I love the slow-television reveal of the landscape as I breast the rise on Wilby Lane out of Great Doddington and watch the spire of St. Mary's on the far side of the valley increase in size as I approach. The drop down to the Swanspool Brook is steep for thirty metres or so, but up the other side I'm immediately into Wilby. I push open the church door as quietly as I can. There's still a loud creak. The Rector, Jackie Buck, is nearing the climax of their once monthly weekday Eucharist. For a few moments I sit on a chair at the back, and then go up to share communion with five church members surprised to find themselves suddenly a congregation of six. When the service is over, there's coffee and home-made cake. I introduce myself to Janet, Eileen, John, Margaret and Julia. They tell me a bit about the parish. I confide to Jackie that, looking at the long prayer list on the church notice board full-time ministry was never a vocation for me. All that giving of oneself, I say. She replies that it's a two-way process. I don't follow through on that. I'm thinking, but don't say out loud, that even Jesus felt the power drain away when someone in the crowd touched him. I know this is a rather introverted response. What personality type was Jesus? The benefice works well, Jackie tells me. There's a lot of sharing between Wilby and her two other churches at Ecton and Great Doddington.

══════════════════════════════

WRITTEN PROBLEM
According to the account of the visit to Wilby church, which two other churches does Wilby share a lot with?

══════════════════════════════

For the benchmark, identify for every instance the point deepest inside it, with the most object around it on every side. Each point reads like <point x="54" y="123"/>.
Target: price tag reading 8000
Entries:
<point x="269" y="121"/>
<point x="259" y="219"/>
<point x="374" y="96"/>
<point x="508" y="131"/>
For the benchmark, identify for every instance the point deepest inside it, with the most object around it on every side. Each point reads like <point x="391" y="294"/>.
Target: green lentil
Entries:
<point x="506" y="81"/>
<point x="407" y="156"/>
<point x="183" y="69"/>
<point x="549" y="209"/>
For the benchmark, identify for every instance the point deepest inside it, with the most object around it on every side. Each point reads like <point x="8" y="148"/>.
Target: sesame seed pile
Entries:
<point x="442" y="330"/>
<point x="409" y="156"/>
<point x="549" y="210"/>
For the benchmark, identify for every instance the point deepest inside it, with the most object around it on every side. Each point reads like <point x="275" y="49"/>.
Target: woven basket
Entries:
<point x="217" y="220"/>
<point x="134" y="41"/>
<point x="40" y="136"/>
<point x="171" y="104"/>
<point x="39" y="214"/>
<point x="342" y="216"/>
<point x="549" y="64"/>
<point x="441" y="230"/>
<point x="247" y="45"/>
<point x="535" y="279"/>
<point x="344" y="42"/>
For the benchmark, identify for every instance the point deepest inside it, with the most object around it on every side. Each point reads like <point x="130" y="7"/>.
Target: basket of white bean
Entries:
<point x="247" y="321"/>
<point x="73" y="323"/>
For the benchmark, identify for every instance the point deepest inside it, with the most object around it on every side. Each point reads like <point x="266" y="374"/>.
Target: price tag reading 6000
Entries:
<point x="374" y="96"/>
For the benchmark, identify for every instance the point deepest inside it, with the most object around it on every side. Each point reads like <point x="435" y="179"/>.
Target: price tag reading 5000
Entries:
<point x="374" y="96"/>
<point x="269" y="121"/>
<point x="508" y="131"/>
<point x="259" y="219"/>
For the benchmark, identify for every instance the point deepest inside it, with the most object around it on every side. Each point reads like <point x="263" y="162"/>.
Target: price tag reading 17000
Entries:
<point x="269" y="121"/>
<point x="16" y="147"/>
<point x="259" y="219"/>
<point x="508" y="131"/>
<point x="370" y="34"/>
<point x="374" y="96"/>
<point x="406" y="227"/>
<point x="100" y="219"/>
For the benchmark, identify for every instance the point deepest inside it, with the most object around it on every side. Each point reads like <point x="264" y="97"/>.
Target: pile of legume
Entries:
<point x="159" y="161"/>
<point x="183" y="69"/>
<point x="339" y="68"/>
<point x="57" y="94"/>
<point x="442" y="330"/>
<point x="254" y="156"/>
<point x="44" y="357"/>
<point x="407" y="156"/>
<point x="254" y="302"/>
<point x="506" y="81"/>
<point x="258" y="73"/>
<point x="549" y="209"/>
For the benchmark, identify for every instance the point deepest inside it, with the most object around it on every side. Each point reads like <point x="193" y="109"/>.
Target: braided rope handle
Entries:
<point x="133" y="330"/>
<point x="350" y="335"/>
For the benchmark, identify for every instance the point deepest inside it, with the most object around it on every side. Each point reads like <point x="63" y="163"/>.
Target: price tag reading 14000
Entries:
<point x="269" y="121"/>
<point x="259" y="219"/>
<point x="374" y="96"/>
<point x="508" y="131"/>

══════════════════════════════

EXERCISE RESULT
Ecton and Great Doddington.